Task goal: Please reproduce the passage of the climate-bet text starting with "The climatebet.com site" and going on through "this again later.", word for word.

But beyond those dots and those euclidean distances there are dozens of nuances that may play a central role in a decisionally critical moment.

Because sometimes we forget that, as Norbert Wiener once said:

“the best model of a cat is a cat”.

The Clim-Hate Change

The English expression “How many angels can dance on the head of a pin?” originates from a myth about the fall of the city of Costantinople in 1453 E.V.

While the army of Muhamed II was about to conquer the city and to put an end to the Eastern Roman Empire, the Byzantine theologians were busy arguing around formal minutiae, completeley unaware of the gravity of their situation.

siege_constantinople_bnf_fr2691

Muhamed II’s army instead was all about business

During the first 10 days of December 2015, 195 countries joined in Paris to discuss how to reduce the greenhouse effects driving global warming.

The question is: is it necessary ‘to discuss’? Is the global warming a fact or an hypothesis?

J. Scott Armstrong is a professor of Marketing at the University of Pennsylvania, and he is the author of ‘Principles of Forecasting‘, a cornerstone for anybody studying, ehr, forecasting methods.

This preamble aims to explain that Armstrong is not the ultimate schmuck in the field of forecasting.

In 2007 Armstrong challenged Al Gore to a bet about global climate warming: Al Gore is in the front line (together with IPCC, the United Nations’ International Panel on Climate Change) supporting the idea that the temperature would be constantly raising, and it’s something perceivable yet in few decades.

Armstrong, on the contrary, asserts that the temperatures would remain at early 2000s’ level.

September 2015: what’s the result?

The climatebet.com site states:

The 93 months of the 120 month (10-year) Climate Bet so far has witnessed 45 months in which the global average temperature anomaly increased from the previous month, and 46 months in which the global temperature fell. This pattern, or lack of it, is of course consistent with the Green, Armstrong, and Soon (2009) evidence-based no-change forecast that is the basis of Professor Armstrong’s notional bet with Al Gore.

This is their last chart:

What’s the point of Armstrong’s bet?

Nate Silver, in his ‘The Signal and the Noise‘ identifies 3 critiques to the IPCC forecasts:

First, Armstrong contends that agreement among forecasters is not related to accuracy – and may reflect bias as much as anything else. “You don’t vote“, Armstrong told me. “That’s not the way science progresses“.

Remember this last sentence. We will discuss about this again later.

Next, they say the complexity of the global warming problem makes forecasting a fool’s errand. “There’s been no case in history where we’ve had a complex thing with lots of variables and lots of uncertainity, where people have been able to make econometric models or any complex models work”, Armstrong told me. “The more complex you make the model the worse the forecast gets“.

Finally, Armstrong and Green write that the forecasts do not adequately account for the uncertainity intrinsic to the global warming problem. In other words, they are potentially overconfident.

Ok, so Armstrong seems to propose a sense of skepticism about the Climate Warming.

But I believe that probably his words need to be accurately weighted. Armstrong is too much an old fox to affirm that global warming is not a fact.

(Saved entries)
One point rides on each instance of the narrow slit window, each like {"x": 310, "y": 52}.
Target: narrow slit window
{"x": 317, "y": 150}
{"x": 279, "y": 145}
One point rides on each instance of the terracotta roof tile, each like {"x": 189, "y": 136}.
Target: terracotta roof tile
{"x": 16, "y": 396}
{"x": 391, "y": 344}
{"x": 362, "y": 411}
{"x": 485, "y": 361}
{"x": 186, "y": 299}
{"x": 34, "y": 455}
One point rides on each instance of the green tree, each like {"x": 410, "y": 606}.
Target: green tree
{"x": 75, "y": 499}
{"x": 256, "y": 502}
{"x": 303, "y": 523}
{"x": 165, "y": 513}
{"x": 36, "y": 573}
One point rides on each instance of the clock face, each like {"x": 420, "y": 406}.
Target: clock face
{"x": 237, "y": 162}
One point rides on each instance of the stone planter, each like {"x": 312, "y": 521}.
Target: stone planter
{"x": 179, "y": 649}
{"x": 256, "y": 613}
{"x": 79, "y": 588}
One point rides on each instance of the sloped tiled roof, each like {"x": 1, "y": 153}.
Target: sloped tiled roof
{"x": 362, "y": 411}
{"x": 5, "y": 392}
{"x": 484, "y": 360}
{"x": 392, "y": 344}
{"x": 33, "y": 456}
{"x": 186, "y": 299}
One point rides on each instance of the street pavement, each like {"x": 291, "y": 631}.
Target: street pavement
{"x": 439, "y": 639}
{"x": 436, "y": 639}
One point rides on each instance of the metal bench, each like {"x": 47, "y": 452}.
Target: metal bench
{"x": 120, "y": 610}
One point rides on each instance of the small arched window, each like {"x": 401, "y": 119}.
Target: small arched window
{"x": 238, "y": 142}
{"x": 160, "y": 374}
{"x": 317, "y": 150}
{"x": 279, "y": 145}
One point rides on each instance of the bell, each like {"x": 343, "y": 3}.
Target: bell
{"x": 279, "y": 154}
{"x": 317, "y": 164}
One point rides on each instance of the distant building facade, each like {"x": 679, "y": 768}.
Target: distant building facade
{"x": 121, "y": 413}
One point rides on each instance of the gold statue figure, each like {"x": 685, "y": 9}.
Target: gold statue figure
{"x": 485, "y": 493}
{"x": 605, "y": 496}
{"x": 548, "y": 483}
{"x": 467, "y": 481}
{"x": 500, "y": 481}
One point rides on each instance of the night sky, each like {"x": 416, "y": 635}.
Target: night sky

Result below:
The climatebet.com site states:

The 93 months of the 120 month (10-year) Climate Bet so far has witnessed 45 months in which the global average temperature anomaly increased from the previous month, and 46 months in which the global temperature fell. This pattern, or lack of it, is of course consistent with the Green, Armstrong, and Soon (2009) evidence-based no-change forecast that is the basis of Professor Armstrong’s notional bet with Al Gore.

This is their last chart:

What’s the point of Armstrong’s bet?

Nate Silver, in his ‘The Signal and the Noise‘ identifies 3 critiques to the IPCC forecasts:

First, Armstrong contends that agreement among forecasters is not related to accuracy – and may reflect bias as much as anything else. “You don’t vote“, Armstrong told me. “That’s not the way science progresses“.

Remember this last sentence. We will discuss about this again later.